**Selected passage:**
* * * * * * * * *
The investigation will look at territorial restrictions, agreements among the Blues that may impede competition, and whether the Blues use their dominant market share - 60 percent of private health insurance - to unfair advantage.
Insurance companies are licensed to use the powerful Blue brand in certain territories by the Blue Cross Blue Shield Association in Chicago, Ario said. In Pennsylvania, for example, Horizon has the Blue Cross license for the Pittsburgh area, plus the Blue Shield license for the rest of the state, which would allow it to compete anywhere. However, it has chosen to compete only in central Pennsylvania, which is also Capital BlueCross territory. A noncompete agreement with Independence Blue Cross expired recently, he said.
Ario said testimony regarding the proposed Highmark and Independence Blue Cross merger convinced him that competition in central Pennsylvania has been good for consumers.
He said that legal challenges of Blue territories in other markets have been unsuccessful but that the dominance of the Blues in Pennsylvania may put the situation here in a different light. Ario said the department might also recommend changes in state law.
The four insurers said separately yesterday that they would cooperate with the state investigation and that they believed there was competition among insurers of all stripes in the state. Liz Williams, an Independence Blue Cross spokeswoman, likened the insurers to franchises such as McDonald's that compete with other brands, but not so much with one another.
Both Independence Blue Cross and Highmark expressed disappointment in the department's decision and said it would divert attention from more pressing matters as Congress debates health-insurance reform. Highmark said the investigation would increase its costs.
But Dennis Olmstead, chief economist for the Pennsylvania Medical Society, said the state's doctors had been raising concerns about a lack of insurance competition for years. Doctors and hospitals, who negotiate their fees with insurers, have complained that insurance companies here have too much clout.
"We think that the markets in Pennsylvania are not competitive," Olmstead said, "and finally it sounds like some of the rest of the world is recognizing that."
* * * * * * * * *
**Records provided:**
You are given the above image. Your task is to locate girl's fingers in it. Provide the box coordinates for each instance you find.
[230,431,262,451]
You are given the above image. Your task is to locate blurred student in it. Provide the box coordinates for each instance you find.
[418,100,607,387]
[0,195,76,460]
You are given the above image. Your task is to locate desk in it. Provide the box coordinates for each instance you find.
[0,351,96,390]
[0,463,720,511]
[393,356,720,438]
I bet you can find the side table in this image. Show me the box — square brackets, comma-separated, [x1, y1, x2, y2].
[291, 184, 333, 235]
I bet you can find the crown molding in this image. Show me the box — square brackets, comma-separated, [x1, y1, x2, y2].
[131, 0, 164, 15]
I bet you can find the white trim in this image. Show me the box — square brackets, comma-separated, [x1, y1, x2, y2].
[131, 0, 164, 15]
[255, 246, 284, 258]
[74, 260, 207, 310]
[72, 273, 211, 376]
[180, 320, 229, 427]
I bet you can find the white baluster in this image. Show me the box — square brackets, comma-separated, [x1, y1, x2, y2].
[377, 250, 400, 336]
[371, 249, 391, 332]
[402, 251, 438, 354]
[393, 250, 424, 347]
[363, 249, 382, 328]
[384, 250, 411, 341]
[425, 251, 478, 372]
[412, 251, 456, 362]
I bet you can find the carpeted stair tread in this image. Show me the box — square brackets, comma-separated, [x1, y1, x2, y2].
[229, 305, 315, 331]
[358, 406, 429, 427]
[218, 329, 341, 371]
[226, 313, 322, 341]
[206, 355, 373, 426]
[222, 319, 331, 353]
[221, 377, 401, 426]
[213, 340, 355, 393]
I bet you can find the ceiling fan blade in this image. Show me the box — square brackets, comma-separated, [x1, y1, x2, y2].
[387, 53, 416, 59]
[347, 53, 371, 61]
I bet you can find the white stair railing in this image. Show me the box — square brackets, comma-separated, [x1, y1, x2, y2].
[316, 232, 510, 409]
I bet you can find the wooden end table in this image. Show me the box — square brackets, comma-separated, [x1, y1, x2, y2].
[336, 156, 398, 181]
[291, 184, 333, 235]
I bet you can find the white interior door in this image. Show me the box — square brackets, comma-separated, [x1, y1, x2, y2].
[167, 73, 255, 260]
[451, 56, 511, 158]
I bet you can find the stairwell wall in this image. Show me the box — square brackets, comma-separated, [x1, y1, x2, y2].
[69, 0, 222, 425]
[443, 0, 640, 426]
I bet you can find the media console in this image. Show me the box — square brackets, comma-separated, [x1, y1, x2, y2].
* * * * * * * * *
**The task:**
Can you return the portion of the article on the Pennsylvania Blue Cross investigation that opens with the words containing "He said that" and closes with "in state law.", copied word for word?

**Exercise output:**
He said that legal challenges of Blue territories in other markets have been unsuccessful but that the dominance of the Blues in Pennsylvania may put the situation here in a different light. Ario said the department might also recommend changes in state law.